We will create the directory because hadoop will not create them by themselves.
mkdir -p /opt/hadoop/data/namenode
mkdir -p /opt/hadoop/data/datanode
4.3. mapred-site.xml
This Controls MapReduce execution engine (needed for YARN + Spark)
<?xml version="1.0"?>
<?xml-stylesheet type="text/xsl" href="configuration.xsl"?>
<configuration>
<!-- Run MapReduce on YARN -->
<property>
<name>mapreduce.framework.name</name>
<value>yarn</value>
</property>
<!-- MapReduce job history server address -->
<property>
<name>mapreduce.jobhistory.address</name>
<value>localhost:10020</value>
</property>
<property>
<name>mapreduce.jobhistory.webapp.address</name>
<value>localhost:19888</value>
</property>
</configuration>
When we run spark on
YARNit reusesMapReduceshuffle services, this is mandatory configuration even if you never run MR jobs.
4.4. yarn-site.xml
This Controls YARN resource management and container execution
<?xml version="1.0"?>
<configuration>
<!-- Enable shuffle service -->
<property>
<name>yarn.nodemanager.aux-services</name>
<value>mapreduce_shuffle</value>
</property>
<!-- ResourceManager hostname -->
<property>
<name>yarn.resourcemanager.hostname</name>
<value>localhost</value>
</property>
<!-- Memory allocation (adjust to your RAM) -->
<property>
<name>yarn.nodemanager.resource.memory-mb</name>
<value>4096</value>
</property>
<!-- CPU allocation -->
<property>
<name>yarn.nodemanager.resource.cpu-vcores</name>
<value>2</value>
</property>
<!-- Minimum container memory -->
<property>
<name>yarn.scheduler.minimum-allocation-mb</name>
<value>512</value>
</property>
<!-- Maximum container memory -->
<property>
<name>yarn.scheduler.maximum-allocation-mb</name>
<value>4096</value>
</property>
</configuration>
Spark executors are YARN containers and these limits decide executor size
4.5. hadoop-env.sh
This tell the hadoop which java it has to use, without this hadoop daemon will fail to start.
______________________________
Stated task A | Copy verbatim the stretch of the Hadoop configuration excerpt from "mkdir -p /opt/hadoop/data/namenode" through "YARN + Spark)".
Stated task B | For each statement below, state whether it agrees with the Hadoop configuration excerpt, answering yes or no and quoting the deciding words exactly. (i) The ResourceManager hostname is set to localhost. (ii) The maximum container memory is set to 2048. (iii) Hadoop creates the namenode and datanode directories on its own.
Stated task C | Continue the Hadoop configuration excerpt from the point at which it ends.

Dataset records |
______________________________
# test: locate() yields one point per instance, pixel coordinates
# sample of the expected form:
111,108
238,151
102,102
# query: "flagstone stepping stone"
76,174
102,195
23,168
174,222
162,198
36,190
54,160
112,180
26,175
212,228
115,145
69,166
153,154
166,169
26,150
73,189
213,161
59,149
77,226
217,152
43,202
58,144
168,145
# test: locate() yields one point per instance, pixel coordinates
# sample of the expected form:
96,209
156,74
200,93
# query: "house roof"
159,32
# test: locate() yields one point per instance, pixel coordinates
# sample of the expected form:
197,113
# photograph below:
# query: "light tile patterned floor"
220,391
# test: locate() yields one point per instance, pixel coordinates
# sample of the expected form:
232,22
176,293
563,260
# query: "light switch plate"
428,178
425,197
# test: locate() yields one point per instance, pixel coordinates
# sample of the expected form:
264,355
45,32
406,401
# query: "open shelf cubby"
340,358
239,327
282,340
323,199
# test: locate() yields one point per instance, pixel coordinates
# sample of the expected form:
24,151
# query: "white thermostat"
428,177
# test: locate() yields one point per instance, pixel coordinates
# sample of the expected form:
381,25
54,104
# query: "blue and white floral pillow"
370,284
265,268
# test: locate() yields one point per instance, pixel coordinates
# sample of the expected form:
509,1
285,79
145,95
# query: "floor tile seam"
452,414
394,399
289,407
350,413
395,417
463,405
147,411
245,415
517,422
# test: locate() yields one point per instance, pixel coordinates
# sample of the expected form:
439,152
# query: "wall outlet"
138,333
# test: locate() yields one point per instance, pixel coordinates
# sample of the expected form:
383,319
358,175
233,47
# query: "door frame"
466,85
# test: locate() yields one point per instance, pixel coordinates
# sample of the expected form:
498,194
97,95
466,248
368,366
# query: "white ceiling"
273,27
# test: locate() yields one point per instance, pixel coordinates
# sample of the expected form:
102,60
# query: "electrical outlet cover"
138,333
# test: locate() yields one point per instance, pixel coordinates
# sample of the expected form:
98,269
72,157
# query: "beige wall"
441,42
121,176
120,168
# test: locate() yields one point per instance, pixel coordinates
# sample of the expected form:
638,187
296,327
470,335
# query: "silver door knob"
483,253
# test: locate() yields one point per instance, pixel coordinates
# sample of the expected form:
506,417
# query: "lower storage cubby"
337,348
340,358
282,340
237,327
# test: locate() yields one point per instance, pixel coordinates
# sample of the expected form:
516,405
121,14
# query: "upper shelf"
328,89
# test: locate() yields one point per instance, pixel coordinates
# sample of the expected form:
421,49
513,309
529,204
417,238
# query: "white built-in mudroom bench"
______________________________
Final result A |
mkdir -p /opt/hadoop/data/namenode
mkdir -p /opt/hadoop/data/datanode
4.3. mapred-site.xml
This Controls MapReduce execution engine (needed for YARN + Spark)

Final result B |
(i) Yes: "<name>yarn.resourcemanager.hostname</name>" and "<value>localhost</value>"
(ii) No: "<name>yarn.scheduler.maximum-allocation-mb</name>" and "<value>4096</value>"
(iii) No: "hadoop will not create them by themselves."

Final result C |
export JAVA_HOME=/usr/lib/jvm/java-11-openjdk-amd64
export HADOOP_HEAPSIZE=1024
4.6. Slaves (Workers).
Previously it was known as slaves now we got civilized and started saying the same thing workers. This tells hadoop where to run DataNode and NodeManager will run.
Go to hadoop directory.
cd $HADOOP_CONF_DIR
Open the workers file.
nano workers
make sure it contains exactly this.
localhost
if it doesn't make sure to edit and then save.
4.7. Verify Configuration
This step will ensure that the hadoop is perfectly initialized and actually running, not just configured on disk.
Format the Name Node (First Time Task only)
hdfs namenode -format
This will create the metadata and namespace. Without formatting hdfs cannot start. Make sure you do this only once in lifetime of hadoop installation, formatting later will delete the hdfs meta data
Now, this is done. The hadoop is perfectly installed and we will start the services.
start-dfs.sh
start-yarn.sh
This will start the HDFS Daemons (storage level) and YARN Daemons (resource level)
verify the running daemons
jps
This command should return something like below:
if you see this then it means all the Hadoop JVM process are alive. if anything is missing the hadoop is not fully up in this case, retrace your steps.
5. Web Interface
This show the real time cluster state.
| Service | URL |
|---|---|
| NameNode UI | http://localhost:9870 |
| YARN UI | http://localhost:8088 |
We can also take browse the HDFS directories from utilities > browse the file system.
If both open hadoop is running correctly.
6. Confirmation
Confirmation is important and we must ensure HDFS, YARN works and Daemons are healthy.
hdfs dfs -mkdir -p /user/$USER
hdfs dfs -ls /user
If this works properly then it's confirm that Hadoop layer is stable.
STEP 2
Installing Spark
What we will be doing here.
- Installing Spark
- Tell spark where hadoop config live
- make spark submit jobs to YARN
- Enable Spark to read/write HDFS Spark will always be dependent on YARN, it does not run its own cluster
1. Download Spark(Hadoop Compatible)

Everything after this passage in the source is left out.